Your objective
Please print the data again exactly as given.

Data to process Block Start

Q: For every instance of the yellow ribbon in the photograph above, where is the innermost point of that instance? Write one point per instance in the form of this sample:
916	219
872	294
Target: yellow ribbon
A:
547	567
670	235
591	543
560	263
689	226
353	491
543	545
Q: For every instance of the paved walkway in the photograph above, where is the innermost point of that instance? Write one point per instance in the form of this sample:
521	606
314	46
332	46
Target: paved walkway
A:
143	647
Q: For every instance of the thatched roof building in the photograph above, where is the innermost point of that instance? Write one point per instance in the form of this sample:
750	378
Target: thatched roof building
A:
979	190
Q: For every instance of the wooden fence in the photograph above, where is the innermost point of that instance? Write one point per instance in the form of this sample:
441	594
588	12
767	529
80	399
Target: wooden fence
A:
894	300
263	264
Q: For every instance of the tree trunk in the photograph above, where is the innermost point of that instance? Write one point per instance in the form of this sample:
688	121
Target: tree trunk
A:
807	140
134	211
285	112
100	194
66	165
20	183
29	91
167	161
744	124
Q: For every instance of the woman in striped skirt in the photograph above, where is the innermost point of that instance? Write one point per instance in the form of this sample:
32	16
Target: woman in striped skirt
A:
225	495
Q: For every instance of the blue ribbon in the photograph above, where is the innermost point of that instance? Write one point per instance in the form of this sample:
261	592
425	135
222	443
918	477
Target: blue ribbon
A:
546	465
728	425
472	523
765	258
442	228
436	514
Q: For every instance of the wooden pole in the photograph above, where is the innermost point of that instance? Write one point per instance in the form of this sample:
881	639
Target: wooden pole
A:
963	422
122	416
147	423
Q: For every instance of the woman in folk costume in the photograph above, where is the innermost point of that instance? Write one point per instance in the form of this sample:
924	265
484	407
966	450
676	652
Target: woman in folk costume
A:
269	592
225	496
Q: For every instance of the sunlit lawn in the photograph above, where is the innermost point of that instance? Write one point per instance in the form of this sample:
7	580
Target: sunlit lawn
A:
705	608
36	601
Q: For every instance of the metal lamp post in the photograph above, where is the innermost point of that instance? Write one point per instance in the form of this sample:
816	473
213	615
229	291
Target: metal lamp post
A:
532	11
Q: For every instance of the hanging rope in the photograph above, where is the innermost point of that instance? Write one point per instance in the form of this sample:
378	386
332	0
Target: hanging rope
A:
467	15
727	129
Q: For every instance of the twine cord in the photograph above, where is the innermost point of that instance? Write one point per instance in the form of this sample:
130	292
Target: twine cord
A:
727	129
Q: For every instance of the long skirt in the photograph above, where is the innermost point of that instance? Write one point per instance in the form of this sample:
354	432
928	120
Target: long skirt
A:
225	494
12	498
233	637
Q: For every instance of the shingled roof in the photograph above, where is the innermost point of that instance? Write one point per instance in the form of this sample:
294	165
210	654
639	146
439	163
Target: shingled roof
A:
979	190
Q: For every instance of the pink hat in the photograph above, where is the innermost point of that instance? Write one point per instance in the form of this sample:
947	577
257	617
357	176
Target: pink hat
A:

Data to process Block End

Exercise output
Q: For every instance of the yellow ribbon in the photograph above, where is the innermost point of that instance? Write one point per instance in the form of this sample:
916	219
872	294
Target: yellow ribbon
A:
547	567
670	235
591	543
560	263
689	226
353	491
543	545
Q: For every instance of the paved walkway in the photograph above, where is the innermost point of that instance? Write one point per instance in the form of this sample:
521	606
314	46
332	46
Target: paved walkway
A:
143	647
Q: For every instance of the thatched roof building in the photograph above, where is the innermost point of that instance? Write one point per instance in the form of this sample:
750	378
Target: thatched roof building
A:
979	190
Q: For every instance of the wooden fence in the photograph above, where is the innermost point of that instance? Write one point per instance in the form of this sample:
441	594
588	12
767	529
80	399
Target: wooden fence
A:
894	300
263	264
Q: For every instance of the tree trunk in the photograph above, where is the innermost point of that instance? Write one point per instance in the form of this sample:
688	121
Target: tree trunk
A:
807	140
134	211
285	112
100	194
66	165
20	183
29	91
167	161
744	124
Q: For every instance of the woman in striped skirt in the photograph above, where is the innermost point of that instance? Write one point per instance in the form of this sample:
32	16
Target: woman in striped skirt
A:
225	495
Q: For every instance of the blue ribbon in the photograph above, where is the innermost point of that instance? Write one point per instance in the form of this sample:
261	592
425	135
222	443
918	477
Target: blue ribbon
A:
546	465
728	425
472	523
765	258
442	228
436	514
Q: For every instance of the wooden pole in the photograph above, where is the innermost point of that instance? Write one point per instance in the form of this sample:
881	639
Target: wooden pole
A:
963	422
122	416
147	423
Q: For every instance of the woman in folk costume in the photograph above, where is the innermost point of that instance? Write one point per instance in the form of this sample:
924	265
484	407
966	450
676	652
Target: woman in folk costume
A:
269	592
225	496
Q: For every instance of the sunlit lawn in the photograph above, where is the innermost point of that instance? Write one point per instance in the form of this sample:
7	580
Target: sunlit lawn
A:
705	608
36	601
Q: For every instance of the metal lamp post in the photograph above, where is the innermost point of that instance? Write one point per instance in the form of this sample:
816	473
213	615
229	291
Target: metal lamp post
A:
532	11
Q: For every instance of the hanging rope in the photograph above, where is the innermost point of that instance? Write one point per instance in the form of this sample:
378	386
332	0
Target: hanging rope
A:
467	15
727	129
Q: For every instance of the twine cord in the photograph above, where is the innermost point of that instance? Write one point per instance in the form of this sample:
130	292
Target: twine cord
A:
727	129
Q: For every instance of the long skirt in the photograph above, where is the innermost point of that instance? Write one point per instance in the form of this sample:
354	432
928	120
Target: long skirt
A:
225	494
12	498
233	637
Q: For every instance of the shingled roof in the photograph above, where is the innermost point of that instance? Write one point per instance in the form of this sample:
294	165
210	654
639	146
439	163
Target: shingled roof
A:
979	190
Q: For every instance of the pink hat in the photograph above, where is the innermost point of that instance? Write one point per instance in the form of this sample:
947	577
257	617
357	176
Target: pink hat
A:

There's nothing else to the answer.